### Aim of the exercise
Reproduce verbatim the part of the items below that runs from their beginning through the line containing "pixel 465 318", including that line.
----- Data -----
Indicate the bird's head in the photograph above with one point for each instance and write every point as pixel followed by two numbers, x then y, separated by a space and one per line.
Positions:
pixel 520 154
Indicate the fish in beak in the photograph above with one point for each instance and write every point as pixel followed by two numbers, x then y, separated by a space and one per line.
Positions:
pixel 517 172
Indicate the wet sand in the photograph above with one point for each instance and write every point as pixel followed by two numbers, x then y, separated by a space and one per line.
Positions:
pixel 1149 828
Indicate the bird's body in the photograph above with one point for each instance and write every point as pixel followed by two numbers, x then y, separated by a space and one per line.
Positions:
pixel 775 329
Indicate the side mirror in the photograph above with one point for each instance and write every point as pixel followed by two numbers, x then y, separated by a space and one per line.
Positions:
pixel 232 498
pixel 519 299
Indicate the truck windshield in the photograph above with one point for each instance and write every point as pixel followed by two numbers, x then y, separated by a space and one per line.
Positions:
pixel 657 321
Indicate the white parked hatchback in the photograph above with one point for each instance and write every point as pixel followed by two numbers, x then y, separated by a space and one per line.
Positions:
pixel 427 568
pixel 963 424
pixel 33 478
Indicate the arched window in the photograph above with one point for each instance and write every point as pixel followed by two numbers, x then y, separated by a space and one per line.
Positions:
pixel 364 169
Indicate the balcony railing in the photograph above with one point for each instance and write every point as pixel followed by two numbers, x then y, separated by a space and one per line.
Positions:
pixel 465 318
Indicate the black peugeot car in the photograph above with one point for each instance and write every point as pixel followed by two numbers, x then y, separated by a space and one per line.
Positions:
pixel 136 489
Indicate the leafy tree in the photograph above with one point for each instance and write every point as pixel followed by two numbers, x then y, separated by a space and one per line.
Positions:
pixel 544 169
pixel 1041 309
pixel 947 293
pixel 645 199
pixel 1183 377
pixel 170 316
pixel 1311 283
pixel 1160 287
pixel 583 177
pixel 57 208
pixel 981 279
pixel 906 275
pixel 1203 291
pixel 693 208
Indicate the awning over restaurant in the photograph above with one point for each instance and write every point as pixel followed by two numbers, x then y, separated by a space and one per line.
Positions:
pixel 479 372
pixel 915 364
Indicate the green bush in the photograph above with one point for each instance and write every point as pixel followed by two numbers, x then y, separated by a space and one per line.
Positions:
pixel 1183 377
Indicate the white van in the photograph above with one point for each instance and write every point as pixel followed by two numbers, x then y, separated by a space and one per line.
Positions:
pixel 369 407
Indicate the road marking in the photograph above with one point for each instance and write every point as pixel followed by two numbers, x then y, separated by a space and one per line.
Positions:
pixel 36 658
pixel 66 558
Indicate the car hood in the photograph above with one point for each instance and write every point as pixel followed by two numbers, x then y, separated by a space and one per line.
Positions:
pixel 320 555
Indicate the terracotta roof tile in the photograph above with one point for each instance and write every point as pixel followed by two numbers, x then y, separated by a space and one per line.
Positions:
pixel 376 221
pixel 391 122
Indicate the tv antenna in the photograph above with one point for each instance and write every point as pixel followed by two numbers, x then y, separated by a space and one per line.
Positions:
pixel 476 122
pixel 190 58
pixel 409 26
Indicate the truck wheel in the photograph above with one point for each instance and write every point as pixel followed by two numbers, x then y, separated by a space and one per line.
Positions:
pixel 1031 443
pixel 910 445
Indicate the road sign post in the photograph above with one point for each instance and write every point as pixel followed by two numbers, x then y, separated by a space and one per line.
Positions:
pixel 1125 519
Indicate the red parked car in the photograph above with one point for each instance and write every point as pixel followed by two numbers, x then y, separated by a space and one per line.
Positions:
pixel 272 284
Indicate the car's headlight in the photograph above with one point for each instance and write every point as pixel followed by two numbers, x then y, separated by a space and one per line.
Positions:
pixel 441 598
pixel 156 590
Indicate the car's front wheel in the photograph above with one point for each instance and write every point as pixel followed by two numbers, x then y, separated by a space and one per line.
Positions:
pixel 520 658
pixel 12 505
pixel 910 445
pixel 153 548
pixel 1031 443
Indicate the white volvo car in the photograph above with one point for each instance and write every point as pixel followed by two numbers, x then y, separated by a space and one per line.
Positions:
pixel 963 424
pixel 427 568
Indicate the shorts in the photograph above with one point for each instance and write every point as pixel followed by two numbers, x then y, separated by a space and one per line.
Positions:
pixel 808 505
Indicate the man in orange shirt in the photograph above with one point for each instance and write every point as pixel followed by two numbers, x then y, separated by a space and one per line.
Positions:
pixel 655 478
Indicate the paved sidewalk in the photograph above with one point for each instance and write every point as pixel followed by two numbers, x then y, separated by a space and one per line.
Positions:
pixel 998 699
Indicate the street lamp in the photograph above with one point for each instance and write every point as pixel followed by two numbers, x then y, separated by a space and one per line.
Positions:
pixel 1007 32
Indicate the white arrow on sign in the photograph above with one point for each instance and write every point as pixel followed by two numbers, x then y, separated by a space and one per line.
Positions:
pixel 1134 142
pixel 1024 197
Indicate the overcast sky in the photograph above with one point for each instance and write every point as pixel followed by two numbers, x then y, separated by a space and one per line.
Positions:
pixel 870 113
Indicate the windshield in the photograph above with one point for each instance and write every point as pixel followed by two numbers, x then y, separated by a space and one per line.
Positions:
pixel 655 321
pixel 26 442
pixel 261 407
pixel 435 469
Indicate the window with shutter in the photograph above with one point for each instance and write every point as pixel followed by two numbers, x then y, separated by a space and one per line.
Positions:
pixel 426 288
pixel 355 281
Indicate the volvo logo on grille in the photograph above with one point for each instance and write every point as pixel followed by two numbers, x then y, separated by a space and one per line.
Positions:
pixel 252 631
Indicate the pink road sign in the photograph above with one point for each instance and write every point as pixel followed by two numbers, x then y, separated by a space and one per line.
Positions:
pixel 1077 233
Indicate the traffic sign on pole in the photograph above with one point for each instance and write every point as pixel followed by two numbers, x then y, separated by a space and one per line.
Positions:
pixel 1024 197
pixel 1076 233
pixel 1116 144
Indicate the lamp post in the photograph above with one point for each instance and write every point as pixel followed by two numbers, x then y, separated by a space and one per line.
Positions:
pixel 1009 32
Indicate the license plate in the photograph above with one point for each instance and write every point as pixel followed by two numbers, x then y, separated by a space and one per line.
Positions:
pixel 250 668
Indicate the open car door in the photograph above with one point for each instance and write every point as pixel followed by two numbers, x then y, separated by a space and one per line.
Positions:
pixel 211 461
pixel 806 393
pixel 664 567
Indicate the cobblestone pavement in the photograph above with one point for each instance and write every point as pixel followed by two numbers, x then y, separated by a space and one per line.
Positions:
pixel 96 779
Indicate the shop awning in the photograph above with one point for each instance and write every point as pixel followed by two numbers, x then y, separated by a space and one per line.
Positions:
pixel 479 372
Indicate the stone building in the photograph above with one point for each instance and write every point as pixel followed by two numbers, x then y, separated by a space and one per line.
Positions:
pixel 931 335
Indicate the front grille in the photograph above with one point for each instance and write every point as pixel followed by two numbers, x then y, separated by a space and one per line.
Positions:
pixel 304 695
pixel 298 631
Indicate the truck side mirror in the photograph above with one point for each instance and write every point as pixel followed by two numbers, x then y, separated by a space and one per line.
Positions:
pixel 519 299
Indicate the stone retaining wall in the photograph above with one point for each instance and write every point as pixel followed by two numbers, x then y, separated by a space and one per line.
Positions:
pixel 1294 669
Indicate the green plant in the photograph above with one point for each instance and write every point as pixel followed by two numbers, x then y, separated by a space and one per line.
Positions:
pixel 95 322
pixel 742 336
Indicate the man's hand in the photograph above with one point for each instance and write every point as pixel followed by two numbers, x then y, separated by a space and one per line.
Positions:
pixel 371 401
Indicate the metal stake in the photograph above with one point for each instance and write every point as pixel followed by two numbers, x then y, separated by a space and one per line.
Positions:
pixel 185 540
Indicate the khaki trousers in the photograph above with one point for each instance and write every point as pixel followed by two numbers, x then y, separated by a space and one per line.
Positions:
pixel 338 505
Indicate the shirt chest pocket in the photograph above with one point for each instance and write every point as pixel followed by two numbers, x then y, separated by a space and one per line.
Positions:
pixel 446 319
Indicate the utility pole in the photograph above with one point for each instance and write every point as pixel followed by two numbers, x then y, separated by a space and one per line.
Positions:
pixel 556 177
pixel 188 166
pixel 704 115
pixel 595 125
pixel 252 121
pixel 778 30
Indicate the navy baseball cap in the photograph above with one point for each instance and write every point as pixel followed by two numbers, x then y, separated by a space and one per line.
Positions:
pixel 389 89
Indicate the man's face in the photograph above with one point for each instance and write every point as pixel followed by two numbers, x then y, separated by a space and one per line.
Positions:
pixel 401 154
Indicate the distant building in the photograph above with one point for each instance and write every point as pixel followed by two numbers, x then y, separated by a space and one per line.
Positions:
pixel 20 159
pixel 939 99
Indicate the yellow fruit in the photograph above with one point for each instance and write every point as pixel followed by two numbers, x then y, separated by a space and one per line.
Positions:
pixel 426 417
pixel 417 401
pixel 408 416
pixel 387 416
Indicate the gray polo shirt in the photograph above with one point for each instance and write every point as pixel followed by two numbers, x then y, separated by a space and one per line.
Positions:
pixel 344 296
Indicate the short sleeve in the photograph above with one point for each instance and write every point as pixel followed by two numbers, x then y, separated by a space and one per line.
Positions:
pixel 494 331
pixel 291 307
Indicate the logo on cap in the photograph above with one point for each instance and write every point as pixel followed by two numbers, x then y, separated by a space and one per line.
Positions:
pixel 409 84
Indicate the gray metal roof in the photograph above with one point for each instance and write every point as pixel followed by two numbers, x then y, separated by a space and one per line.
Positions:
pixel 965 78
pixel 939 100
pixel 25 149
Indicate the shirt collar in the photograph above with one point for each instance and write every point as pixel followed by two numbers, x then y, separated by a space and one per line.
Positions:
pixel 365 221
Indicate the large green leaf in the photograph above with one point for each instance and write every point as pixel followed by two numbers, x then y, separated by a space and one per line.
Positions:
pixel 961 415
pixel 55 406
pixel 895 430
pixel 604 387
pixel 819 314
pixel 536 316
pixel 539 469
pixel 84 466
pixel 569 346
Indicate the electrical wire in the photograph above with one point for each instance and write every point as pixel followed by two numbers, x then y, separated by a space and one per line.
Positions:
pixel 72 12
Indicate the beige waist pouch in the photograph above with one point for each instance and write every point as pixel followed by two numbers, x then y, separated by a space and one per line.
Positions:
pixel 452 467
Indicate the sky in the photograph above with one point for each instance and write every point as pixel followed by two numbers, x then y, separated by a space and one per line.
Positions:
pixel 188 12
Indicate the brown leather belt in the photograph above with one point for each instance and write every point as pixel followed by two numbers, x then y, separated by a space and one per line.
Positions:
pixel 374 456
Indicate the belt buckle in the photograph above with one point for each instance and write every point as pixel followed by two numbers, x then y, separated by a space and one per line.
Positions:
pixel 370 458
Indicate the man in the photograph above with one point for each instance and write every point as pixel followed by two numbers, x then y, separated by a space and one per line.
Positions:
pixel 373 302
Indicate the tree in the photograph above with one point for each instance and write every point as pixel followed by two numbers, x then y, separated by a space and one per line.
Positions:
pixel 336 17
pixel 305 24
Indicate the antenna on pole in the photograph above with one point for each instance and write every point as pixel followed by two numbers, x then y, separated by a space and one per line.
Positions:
-----
### Full response
Indicate the bird's head in the photograph above with one point for each instance and write every point as pixel followed by two numbers, x then y, separated by a space and one per line.
Positions:
pixel 520 154
Indicate the fish in beak in the photograph above with one point for each instance and write every point as pixel followed by two numbers, x then y, separated by a space and one per line.
Positions:
pixel 517 172
Indicate the wet sand in the photograph above with one point for each instance and write every point as pixel followed by two numbers, x then y, separated by a space and one per line.
Positions:
pixel 1149 828
Indicate the bird's body in the photograph above with one point for each instance and write every point as pixel followed by two numbers, x then y, separated by a space and one per line.
Positions:
pixel 775 329
Indicate the side mirror in the photograph above with one point for each instance and write every point as pixel followed by two numbers, x then y, separated by a space and one per line.
Positions:
pixel 232 498
pixel 519 299
Indicate the truck windshield in the photograph above with one point for each instance and write every point as pixel followed by two numbers, x then y, separated by a space and one per line.
Positions:
pixel 657 321
Indicate the white parked hatchback in the photograph above with one point for each instance and write every point as pixel followed by two numbers, x then y, separated by a space and one per line.
Positions:
pixel 427 568
pixel 963 424
pixel 33 478
Indicate the arched window in the photograph above with one point for each instance and write every point as pixel followed by two numbers, x then y, separated by a space and one per line.
Positions:
pixel 364 169
Indicate the balcony railing in the photograph above with one point for each instance and write every point as pixel followed by two numbers, x then y, separated by a space and one per line.
Positions:
pixel 465 318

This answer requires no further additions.